Reproduce every one of the rows below word for word.
┌─ Given records
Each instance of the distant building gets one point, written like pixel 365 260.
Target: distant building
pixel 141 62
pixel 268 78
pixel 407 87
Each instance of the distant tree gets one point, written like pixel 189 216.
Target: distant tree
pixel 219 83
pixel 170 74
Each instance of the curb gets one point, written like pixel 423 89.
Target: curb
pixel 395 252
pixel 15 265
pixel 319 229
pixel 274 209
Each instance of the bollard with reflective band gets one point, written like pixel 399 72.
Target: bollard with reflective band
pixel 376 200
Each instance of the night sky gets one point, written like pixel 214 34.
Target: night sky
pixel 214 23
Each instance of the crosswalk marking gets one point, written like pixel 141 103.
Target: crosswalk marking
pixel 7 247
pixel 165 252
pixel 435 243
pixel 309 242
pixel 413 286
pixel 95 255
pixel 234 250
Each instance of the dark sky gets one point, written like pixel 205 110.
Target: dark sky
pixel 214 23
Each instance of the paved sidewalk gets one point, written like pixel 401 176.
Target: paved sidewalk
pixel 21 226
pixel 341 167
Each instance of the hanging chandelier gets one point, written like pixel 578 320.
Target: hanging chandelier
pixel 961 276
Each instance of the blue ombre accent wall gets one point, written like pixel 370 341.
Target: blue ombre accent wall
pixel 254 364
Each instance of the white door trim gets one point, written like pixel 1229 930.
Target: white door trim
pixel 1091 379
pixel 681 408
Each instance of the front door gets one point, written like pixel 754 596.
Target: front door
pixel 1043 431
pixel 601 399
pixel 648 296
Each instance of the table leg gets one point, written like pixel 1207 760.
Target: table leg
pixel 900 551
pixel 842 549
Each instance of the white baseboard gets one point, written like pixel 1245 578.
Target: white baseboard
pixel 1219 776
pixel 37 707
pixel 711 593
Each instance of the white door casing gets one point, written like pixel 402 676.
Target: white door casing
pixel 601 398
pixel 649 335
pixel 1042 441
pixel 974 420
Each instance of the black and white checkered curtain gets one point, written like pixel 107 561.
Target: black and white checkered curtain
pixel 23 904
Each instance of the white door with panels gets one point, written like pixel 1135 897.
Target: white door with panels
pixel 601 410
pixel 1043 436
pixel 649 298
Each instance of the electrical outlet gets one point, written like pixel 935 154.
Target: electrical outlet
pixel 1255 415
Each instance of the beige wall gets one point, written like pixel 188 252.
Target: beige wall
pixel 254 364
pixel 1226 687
└─
### Solution to the problem
Each instance of the distant building gets one point, written like pixel 365 260.
Target: distant building
pixel 141 62
pixel 268 78
pixel 407 87
Each instance of the distant tree gets one point, written like pixel 189 216.
Target: distant tree
pixel 219 83
pixel 170 74
Each instance of the curb gets one point, written like pixel 423 89.
Target: curb
pixel 395 252
pixel 15 265
pixel 319 229
pixel 274 209
Each instance of the bollard with reflective band gets one point, written like pixel 399 72.
Target: bollard with reflective band
pixel 376 200
Each instance of the night sky gets one point, written like pixel 214 34.
Target: night sky
pixel 214 23
Each instance of the crosswalk marking gets one point, written like pixel 141 103.
Target: crosswalk marking
pixel 7 247
pixel 165 252
pixel 435 243
pixel 309 242
pixel 413 286
pixel 95 255
pixel 234 250
Each instance of the dark sky gets one point, written like pixel 205 110.
Target: dark sky
pixel 214 23
Each instance of the paved sidewalk gets one point, written like pixel 401 176.
Target: paved sidewalk
pixel 21 226
pixel 341 167
Each instance of the hanging chandelier gets one point, written like pixel 578 320.
Target: hanging chandelier
pixel 961 276
Each instance of the blue ombre accent wall gets one point, written like pixel 370 341.
Target: blue ombre accent wall
pixel 254 364
Each instance of the white door trim gets one point, written like pixel 1229 930.
Target: white door trim
pixel 1091 379
pixel 681 408
Each instance of the front door gets one point, written like pixel 754 596.
Target: front door
pixel 1043 431
pixel 601 399
pixel 648 296
Each instance of the table leg gets one point, written like pixel 1207 760.
Target: table leg
pixel 900 551
pixel 842 549
Each instance of the white baseboard gets one point, written like pixel 1245 578.
Target: white baseboard
pixel 1219 776
pixel 37 707
pixel 711 593
Each instance of the white door casing gets one point, written like pixel 402 676.
Target: white door casing
pixel 601 398
pixel 649 335
pixel 1042 441
pixel 974 420
Each instance of the black and white checkered curtain gets one point, written like pixel 107 561.
Target: black and white checkered curtain
pixel 23 904
Each instance of the white door with panels gets one point, written like pixel 1135 897.
Target: white door with panels
pixel 601 410
pixel 1043 436
pixel 649 298
Each instance of the electrical outlet gets one point, written like pixel 935 154.
Target: electrical outlet
pixel 1255 415
Each instance of the beige wall gets one point, written like pixel 188 252.
Target: beige wall
pixel 254 364
pixel 1226 687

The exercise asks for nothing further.